Actions to take:
[A] List each of the bullet points that summarize the article on Microsoft's premarket stock decline.
[B] Carry on the article about Microsoft's premarket stock decline from the point where it stops.

Document segment:

Microsoft stock price slips in premarket as oil spike and AI anxiety hit Big Tech

March 2, 2026
Microsoft stock price slips in premarket as oil spike and AI anxiety hit Big Tech

New York, March 2, 2026, 07:41 EST — Premarket

  • Microsoft was down about 0.8% in premarket trading, after finishing Friday lower.
  • U.S. index futures slid as the Middle East conflict pushed oil higher and lifted demand for safe havens.
  • Traders are bracing for Friday’s U.S. jobs report as a key test for rates and risk appetite.

Microsoft shares were down 0.8% at $389.60 in premarket trading on Monday, after ending Friday at $392.74. 1

The early dip tracked a broader risk-off tone, with U.S. stock index futures — contracts tied to benchmarks that trade outside cash hours — down more than 1% as crude jumped on fears the Middle East conflict could drag on. “There is plenty of scope for more downside should the conflict widen to encompass oil and gas infrastructure,” said Chris Beauchamp, chief market analyst at IG. 2

That matters for Microsoft because the stock has become a crowded gauge for two themes investors keep repricing: how much corporate spending can hold up if growth wobbles, and whether returns from the AI buildout will show up soon enough to justify today’s spending.

Extracted records:
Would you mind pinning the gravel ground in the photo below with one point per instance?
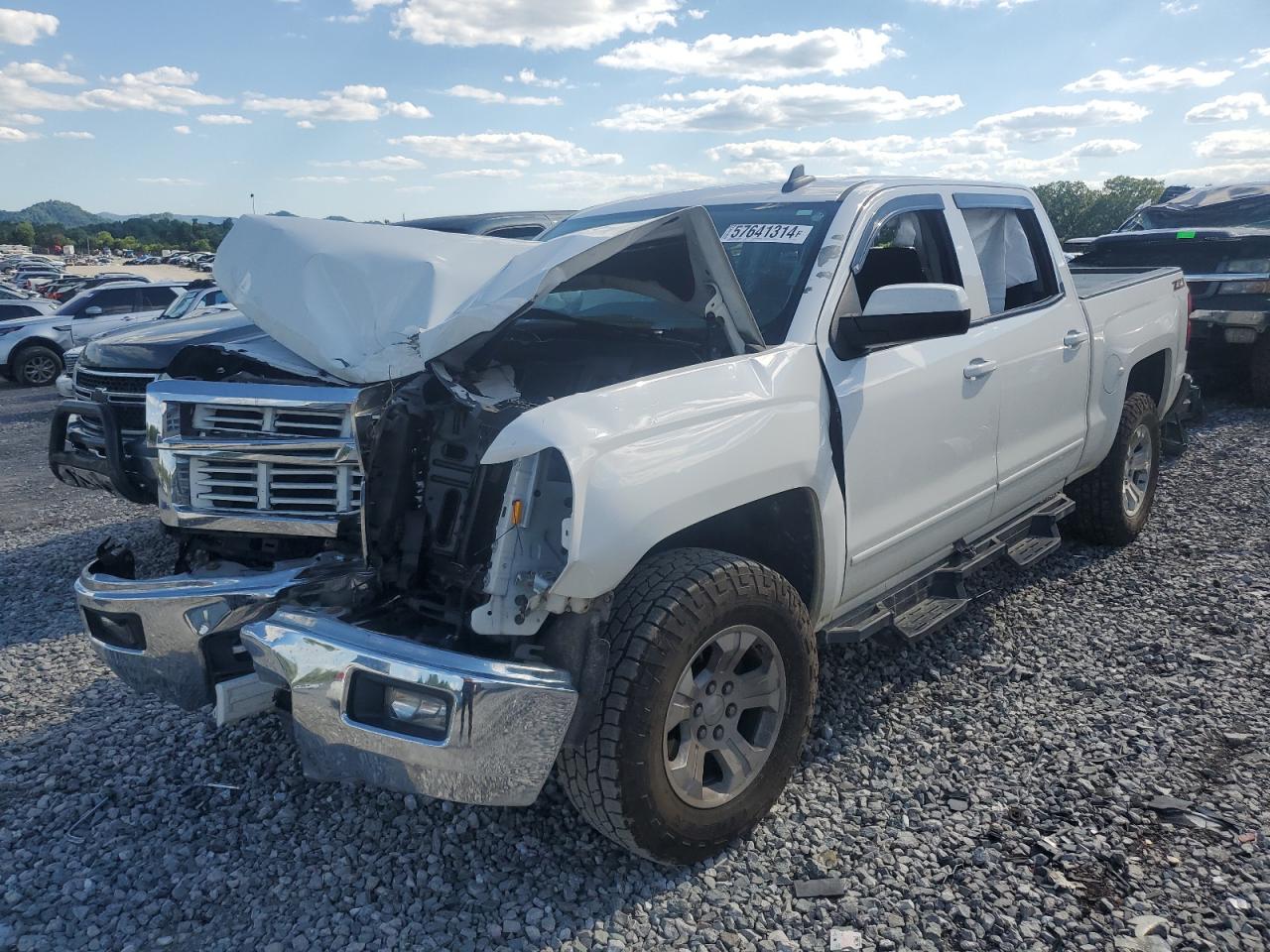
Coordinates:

---

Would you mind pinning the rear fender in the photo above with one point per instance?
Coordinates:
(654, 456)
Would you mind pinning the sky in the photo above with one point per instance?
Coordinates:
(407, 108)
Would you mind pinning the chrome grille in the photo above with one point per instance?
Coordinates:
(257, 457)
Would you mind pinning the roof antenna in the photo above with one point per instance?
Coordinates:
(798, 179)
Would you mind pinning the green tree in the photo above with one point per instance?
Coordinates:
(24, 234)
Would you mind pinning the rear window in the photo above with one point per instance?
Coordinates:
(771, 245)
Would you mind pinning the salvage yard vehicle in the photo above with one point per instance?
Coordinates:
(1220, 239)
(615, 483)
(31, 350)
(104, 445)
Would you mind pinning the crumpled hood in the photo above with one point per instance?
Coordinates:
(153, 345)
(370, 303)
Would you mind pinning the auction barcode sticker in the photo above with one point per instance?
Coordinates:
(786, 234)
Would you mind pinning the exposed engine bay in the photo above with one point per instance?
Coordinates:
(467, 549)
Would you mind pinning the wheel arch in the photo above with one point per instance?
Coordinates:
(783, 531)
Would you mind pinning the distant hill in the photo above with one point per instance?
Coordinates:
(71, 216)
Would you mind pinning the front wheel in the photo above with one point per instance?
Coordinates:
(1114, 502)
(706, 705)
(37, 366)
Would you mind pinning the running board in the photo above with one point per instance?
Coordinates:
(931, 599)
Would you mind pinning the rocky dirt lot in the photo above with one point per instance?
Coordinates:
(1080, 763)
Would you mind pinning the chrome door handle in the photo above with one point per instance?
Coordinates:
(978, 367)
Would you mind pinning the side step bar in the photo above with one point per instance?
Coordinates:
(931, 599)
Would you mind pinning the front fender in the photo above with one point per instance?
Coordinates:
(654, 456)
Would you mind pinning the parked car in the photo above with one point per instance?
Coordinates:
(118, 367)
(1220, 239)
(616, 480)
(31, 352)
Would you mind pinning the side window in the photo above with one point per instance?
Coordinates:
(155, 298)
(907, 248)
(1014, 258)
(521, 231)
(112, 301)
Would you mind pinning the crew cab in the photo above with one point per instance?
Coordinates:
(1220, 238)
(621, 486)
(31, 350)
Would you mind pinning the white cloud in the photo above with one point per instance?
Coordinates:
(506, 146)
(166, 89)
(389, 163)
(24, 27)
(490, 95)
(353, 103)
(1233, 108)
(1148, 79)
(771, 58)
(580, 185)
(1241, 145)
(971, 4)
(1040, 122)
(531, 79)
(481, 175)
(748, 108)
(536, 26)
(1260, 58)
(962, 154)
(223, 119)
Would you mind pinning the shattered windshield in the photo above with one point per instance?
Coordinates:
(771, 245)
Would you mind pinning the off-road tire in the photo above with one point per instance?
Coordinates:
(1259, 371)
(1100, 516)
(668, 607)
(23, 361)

Answers for this exercise:
[A]
- Microsoft was down about 0.8% in premarket trading, after finishing Friday lower.
- U.S. index futures slid as the Middle East conflict pushed oil higher and lifted demand for safe havens.
- Traders are bracing for Friday’s U.S. jobs report as a key test for rates and risk appetite.

[B]
The market’s AI debate has been messy. “There continues to be this … back and forth about who might be the victim and those that will actually emerge winners,” said Kristina Hooper, chief market strategist at Man Group, adding that “there is very little definitive right now.” 3

Microsoft sits in the middle of that tug-of-war. Its cloud unit is a direct beneficiary of AI workloads, but it is also on the hook for the capital spending that goes with them, and investors have been quick to punish any sign that payback could take longer.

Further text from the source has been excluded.